_WHAT YOU SHOULD DO:_ Return nothing but the lines from the line containing "of the flat" through the last line of the records, reproduced exactly.

[Coordinate labeling data]
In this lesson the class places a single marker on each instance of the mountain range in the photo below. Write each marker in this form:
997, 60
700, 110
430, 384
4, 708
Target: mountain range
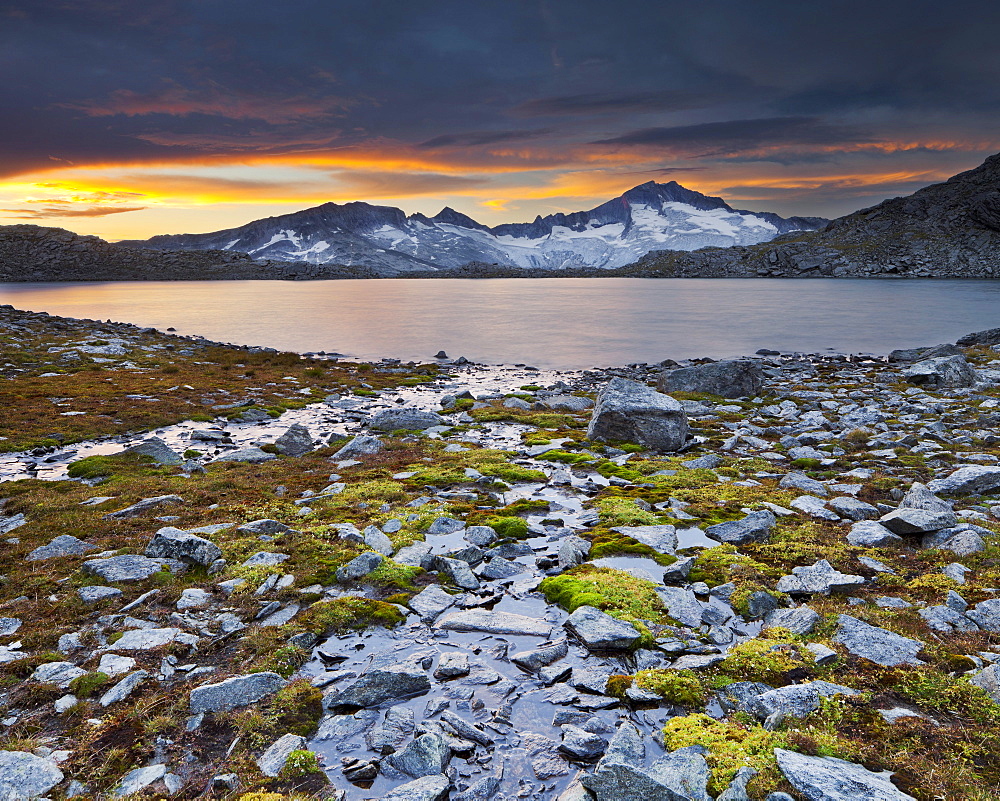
648, 217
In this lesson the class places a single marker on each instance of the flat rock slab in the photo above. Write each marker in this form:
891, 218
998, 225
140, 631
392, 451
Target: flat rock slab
235, 692
494, 623
875, 644
829, 779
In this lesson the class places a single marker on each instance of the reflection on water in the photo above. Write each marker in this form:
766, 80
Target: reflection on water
559, 323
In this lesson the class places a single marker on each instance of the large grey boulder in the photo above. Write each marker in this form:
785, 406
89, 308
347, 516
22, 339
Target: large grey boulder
172, 543
632, 412
235, 692
944, 371
427, 788
876, 644
63, 545
409, 419
396, 682
601, 632
830, 779
156, 449
755, 527
972, 479
23, 775
296, 441
740, 378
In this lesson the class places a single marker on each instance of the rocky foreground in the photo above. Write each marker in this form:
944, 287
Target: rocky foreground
770, 578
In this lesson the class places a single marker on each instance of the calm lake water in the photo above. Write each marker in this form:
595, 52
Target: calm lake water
560, 323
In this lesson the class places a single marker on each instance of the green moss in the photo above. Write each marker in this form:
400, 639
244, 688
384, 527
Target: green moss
348, 614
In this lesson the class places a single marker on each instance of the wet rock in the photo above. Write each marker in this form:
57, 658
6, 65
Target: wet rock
273, 760
755, 527
968, 480
143, 506
818, 579
829, 779
739, 378
361, 445
662, 539
235, 692
871, 534
601, 632
251, 454
296, 441
172, 543
876, 644
157, 450
800, 620
632, 412
124, 568
492, 622
379, 685
408, 419
359, 567
426, 755
63, 545
944, 371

_WORKED SOLUTION:_
In this lesson the class places a single marker on each instance of the flat rock slab in the photo above. Write each marker in this form:
891, 218
998, 225
140, 631
392, 451
Target: flat rock slab
235, 692
494, 623
875, 644
829, 779
In this lesson the class places a single marker on each instance of the reflection on water in the photo above. Write each marker in this form:
766, 80
Target: reflection on water
559, 323
In this lesson the class places a single marker on each instance of the large grey boulder in the photo above. Write each marker in this form:
785, 406
89, 308
347, 516
22, 339
Target: large grey boulder
172, 543
632, 412
235, 692
944, 371
427, 788
876, 644
63, 545
409, 419
396, 682
601, 632
830, 779
156, 449
755, 527
972, 479
23, 775
296, 441
740, 378
In this lesson the class places a single marker on each instance of the rocky foreground in the photo above. Write each marker in this form:
944, 287
Target: rocky foreground
770, 578
In this lesson the class places a single marker on each instance of the calm lake water in the photo above. Write each marker in this form:
595, 52
Target: calm lake water
560, 323
In this lesson the class places a single marker on each instance of the green moss in the photo above. Write each marker in this form:
400, 639
244, 688
384, 527
Target: green moss
348, 614
In this lesson the class places a single marker on each instance of the wet rock in the photo above. Write each marker in this form:
57, 658
6, 65
Target: wet rock
273, 760
755, 527
968, 480
143, 506
818, 579
829, 779
739, 378
361, 445
662, 539
235, 692
871, 534
601, 632
251, 454
296, 441
172, 543
876, 644
157, 450
800, 620
632, 412
124, 568
492, 622
379, 685
408, 419
359, 567
426, 755
63, 545
944, 371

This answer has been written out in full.